Begin Selection

Blinder is an economist at Princeton University. He has formerly worked as the vice chair of the Federal Reserve System from 1994 to 1996. More on his background is available here: http://en.wikipedia.org/wiki/Alan_Blinder

Bair is a government functionary who has worked at FDIC, Treasury, and the Commodity Futures Trading Commission under Clinton, Bush, and Obama, since 1993. More on her background here: http://en.wikipedia.org/wiki/Sheila_Bair

Barofsky is also a government functionary, having worked as a lawyer for the United States Attorney for the Southern District of New York, and as special inspector general for the Treasury's troubled asset relief program (SIGTARP). More on his background here: http://en.wikipedia.org/wiki/Neil_Barofsky

The point of mentioning their books and their backgrounds is to indicate that there is clearly a lot wrong with the financial system, including especially the government agencies that are supposedly regulating and overseeing it. The Meltdown, as we are calling it, which began with the "sub-prime mortgage" market in 2006, has resulted in enormous difficulties: foreclosures reached previously unheard levels, unemployment spiked, banks and financial enterprises were at risk of failure, and huge amounts of money were pledged to bail them out. As with the Great Depression and many other panics and recessions, government regulation has apparently failed, badly, to protect the public from problems.

All three books were reviewed in The New York Review in March 2013 by Jeff Madrick. I've highlighted a few of the best paragraphs from his essay, "Too Little, Too Late: Why?" and quote them below.

"The Treasury now reports that losses will finally be close to $50 billion when all is said and done."

"The public's angry reaction to the bailout of bankers seemed to extend to government intrusiveness of any kind, even the financial reregulation act known as Dodd-Frank...".

"Sheila Bair, head of the Federal Deposit Insurance Corporation...began to warn about mortgage fraud in the early 2000s. She couldn't get either the Federal Reserve or Congress to take action...Alan Greenspan and others paid no heed."

"In retrospect, the financial world started coming apart in late 2007, even though foreclosure rates on mortgages had begun rising rapidly by 2006, while home prices had begun falling. We can see now that far too many 'subprime' and other innovative but risky mortgages were issued to people who would not be able to keep to their repayment schedules. The Federal Reserve started to cut interest rates rapidly in late 2007 and through 2008, but this wasn't sufficient to generate more rapid growth in the Gross Domestic Product. Indeed, the recent publication of the 2007 minutes of the Open Market Committee, which makes policy decisions at the Fed, showed embarrassingly that the members had no idea the subprime crisis could spread and thought it would have minor consequences at worst."

End Selection

# Short problem
Extend the commentary on the financial meltdown and its regulators by writing what comes next after its final quoted paragraph. The rows that come next are taken from an unrelated source.

Begin Data listing

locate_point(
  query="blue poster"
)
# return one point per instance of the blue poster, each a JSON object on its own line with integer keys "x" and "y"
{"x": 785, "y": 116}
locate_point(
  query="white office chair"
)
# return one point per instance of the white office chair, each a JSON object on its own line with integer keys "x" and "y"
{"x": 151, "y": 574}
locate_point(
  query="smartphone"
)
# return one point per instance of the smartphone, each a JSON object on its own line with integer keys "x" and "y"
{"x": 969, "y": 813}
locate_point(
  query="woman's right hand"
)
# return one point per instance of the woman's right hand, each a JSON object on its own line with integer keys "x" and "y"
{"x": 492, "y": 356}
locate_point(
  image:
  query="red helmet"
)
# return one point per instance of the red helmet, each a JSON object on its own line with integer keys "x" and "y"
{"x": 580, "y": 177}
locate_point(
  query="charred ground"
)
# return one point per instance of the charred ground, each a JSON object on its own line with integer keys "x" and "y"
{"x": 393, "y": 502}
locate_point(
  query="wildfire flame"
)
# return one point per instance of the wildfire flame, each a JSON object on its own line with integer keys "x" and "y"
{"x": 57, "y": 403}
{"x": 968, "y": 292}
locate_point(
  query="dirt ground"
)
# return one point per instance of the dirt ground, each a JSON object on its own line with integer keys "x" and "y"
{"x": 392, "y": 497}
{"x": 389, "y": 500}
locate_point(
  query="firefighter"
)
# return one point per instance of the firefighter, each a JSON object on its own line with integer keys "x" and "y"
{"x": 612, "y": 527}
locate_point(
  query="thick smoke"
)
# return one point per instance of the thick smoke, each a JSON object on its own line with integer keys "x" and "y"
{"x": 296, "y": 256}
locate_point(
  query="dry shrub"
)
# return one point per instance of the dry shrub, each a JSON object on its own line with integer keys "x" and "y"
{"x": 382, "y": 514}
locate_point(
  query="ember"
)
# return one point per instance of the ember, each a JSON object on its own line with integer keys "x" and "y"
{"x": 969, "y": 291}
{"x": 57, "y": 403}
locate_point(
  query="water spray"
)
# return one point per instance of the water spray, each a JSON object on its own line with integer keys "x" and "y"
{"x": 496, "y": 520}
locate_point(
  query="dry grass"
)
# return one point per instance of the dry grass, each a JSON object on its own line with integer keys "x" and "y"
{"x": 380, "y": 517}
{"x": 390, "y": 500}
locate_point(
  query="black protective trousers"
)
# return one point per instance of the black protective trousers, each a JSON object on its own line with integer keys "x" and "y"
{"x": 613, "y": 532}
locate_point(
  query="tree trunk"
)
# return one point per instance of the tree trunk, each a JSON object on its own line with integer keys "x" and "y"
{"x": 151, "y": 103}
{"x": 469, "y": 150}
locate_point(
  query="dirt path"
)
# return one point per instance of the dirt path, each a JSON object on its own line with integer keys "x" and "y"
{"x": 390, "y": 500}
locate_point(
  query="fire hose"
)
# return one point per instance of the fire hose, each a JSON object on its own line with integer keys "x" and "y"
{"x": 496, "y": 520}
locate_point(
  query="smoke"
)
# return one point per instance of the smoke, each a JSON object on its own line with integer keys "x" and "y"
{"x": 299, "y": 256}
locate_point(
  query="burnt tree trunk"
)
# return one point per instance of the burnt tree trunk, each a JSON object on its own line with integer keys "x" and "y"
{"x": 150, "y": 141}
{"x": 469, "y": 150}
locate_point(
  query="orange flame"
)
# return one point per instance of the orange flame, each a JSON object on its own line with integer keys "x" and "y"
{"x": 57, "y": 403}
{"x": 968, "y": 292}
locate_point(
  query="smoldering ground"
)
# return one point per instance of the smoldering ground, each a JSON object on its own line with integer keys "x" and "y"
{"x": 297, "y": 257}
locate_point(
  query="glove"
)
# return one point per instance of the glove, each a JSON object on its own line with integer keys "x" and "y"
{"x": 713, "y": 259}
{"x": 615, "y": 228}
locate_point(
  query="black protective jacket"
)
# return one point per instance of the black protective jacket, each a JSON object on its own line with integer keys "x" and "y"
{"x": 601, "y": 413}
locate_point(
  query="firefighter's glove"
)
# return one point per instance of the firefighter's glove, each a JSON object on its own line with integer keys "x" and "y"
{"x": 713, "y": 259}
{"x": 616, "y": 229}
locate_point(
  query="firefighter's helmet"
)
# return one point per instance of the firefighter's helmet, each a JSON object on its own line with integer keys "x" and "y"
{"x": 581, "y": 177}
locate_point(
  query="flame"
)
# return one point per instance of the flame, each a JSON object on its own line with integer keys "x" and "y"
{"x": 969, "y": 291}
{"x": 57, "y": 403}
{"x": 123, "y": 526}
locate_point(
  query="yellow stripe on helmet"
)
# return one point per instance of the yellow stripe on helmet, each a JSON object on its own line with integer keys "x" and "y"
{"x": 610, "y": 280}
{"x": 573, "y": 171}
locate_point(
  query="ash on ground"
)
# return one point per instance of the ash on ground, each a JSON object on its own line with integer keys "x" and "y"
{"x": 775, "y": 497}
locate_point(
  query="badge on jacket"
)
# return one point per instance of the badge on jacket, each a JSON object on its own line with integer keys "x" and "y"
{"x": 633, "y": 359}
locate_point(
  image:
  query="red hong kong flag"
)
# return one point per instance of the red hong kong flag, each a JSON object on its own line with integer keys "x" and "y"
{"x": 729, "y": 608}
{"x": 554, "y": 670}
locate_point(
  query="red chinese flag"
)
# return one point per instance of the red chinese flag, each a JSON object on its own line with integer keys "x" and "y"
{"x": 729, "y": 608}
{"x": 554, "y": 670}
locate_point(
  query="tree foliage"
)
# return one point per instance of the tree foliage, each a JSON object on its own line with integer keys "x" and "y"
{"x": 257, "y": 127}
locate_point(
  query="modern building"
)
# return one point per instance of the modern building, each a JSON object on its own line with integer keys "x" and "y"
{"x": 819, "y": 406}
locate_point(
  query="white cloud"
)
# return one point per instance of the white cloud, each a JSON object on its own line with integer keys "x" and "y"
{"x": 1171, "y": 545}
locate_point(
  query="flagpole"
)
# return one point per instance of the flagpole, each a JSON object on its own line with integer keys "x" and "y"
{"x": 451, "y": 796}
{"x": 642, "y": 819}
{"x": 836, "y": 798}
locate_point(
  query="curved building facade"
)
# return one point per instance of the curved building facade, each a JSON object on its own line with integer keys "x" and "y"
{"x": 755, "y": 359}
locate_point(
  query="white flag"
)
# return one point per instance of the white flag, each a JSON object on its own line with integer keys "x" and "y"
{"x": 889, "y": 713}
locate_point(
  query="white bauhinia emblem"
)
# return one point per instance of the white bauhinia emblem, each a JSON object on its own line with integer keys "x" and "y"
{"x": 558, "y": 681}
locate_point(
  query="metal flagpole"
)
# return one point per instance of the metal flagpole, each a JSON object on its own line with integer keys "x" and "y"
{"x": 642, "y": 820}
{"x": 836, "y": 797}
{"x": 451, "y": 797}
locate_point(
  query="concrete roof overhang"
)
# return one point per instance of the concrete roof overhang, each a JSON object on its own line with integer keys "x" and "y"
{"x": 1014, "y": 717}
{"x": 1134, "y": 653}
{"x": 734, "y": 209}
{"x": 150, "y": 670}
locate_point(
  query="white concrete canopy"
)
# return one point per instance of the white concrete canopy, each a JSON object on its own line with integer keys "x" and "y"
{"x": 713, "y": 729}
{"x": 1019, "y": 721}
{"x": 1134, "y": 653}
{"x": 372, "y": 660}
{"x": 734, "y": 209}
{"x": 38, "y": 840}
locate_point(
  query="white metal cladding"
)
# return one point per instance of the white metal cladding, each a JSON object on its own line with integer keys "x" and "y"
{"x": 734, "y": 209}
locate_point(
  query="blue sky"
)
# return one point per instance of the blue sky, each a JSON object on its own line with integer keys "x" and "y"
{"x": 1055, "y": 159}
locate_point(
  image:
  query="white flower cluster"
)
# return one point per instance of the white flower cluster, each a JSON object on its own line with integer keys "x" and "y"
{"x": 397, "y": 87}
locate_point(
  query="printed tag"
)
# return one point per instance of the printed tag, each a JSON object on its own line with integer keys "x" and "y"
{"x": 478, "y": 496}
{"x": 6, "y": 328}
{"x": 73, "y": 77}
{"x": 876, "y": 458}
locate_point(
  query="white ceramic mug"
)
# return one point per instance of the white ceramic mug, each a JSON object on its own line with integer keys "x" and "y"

End Data listing

# Written answer
Let's take a moment on that one, please. The most powerful government regulatory agency, the Federal Reserve System, including some of the brightest minds in the world on financial matters, had no idea that the subprime mortgage crisis could spread and thought it would have minor consequences. And you want how much government regulation of Bitcoin?

"The giant insurance company AIG had sold guarantees on hundreds of billions of dollars of mortgage securities. Now it had to be bailed out, or it would also collapse. Bernanke writes, "In our judgement, the failure of AIG would have been basically the end."

"More important, the complex and widely sold mortgage securities known as collateralized debt obligations were more vulnerable to the failures of subprime mortgages than economists or federal officials had known.... The collapse was not just a matter of a burst housing bubble leading to reduced consumer spending. It was a collapsing house of cards, the failure of one risky security leading to the failure of another."

"Barofsky was especially disturbed...that there were no requirements for the banks to report how they spent the money provided by the taxpayers. ... Geithner bent over backwards to protexct the banks. The New York Times published an article in early 2009 about Barofsky's concerns, in which it reported that lending to business was not the highest priority of the rescued banks. they were using the money to pay down debt, make acquisitions, or build up their savings."

"AIG's creditors, including Goldman Sachs, were paid 100 cents on the dollar - a source of much public indignation."

"It was Paulson who at first opposed any serious restrictions on compensation to the very executives who were responsible for the collapse. Wall Street professionals were paid enormous sums when all was going well, but they bore little loss when markets turned against them. The incentives to overspeculate were thus out of control."

"But Barofsky writes that Treasury insiders still believed the bonuses were necessary to keep the best-qualified people at work — 'No matter that the financial crisis had demonstrated just how unremarkable the work of those executives had turned out to be.'"

"Larry Summers, then Obama's chief economic aide, went on TV to argue that he was outraged by the bonuses but he still insisted that contracts with the bankers must be honored. This was a farce, according to Barofsky. Contracts with mortgage holders and with employees were being broken all the time, he points out. Private and public pensions were being renegotiated across the country. Surely the federal government, which owned 80 percent of AIG, could have negotiated the bonuses down with the AIG employees."

"At one point, according to Barofsky, the federal government overall had promised some $23 trillion to rescue financial institutions, a sum that created momentary alarm when Barofsky made it public."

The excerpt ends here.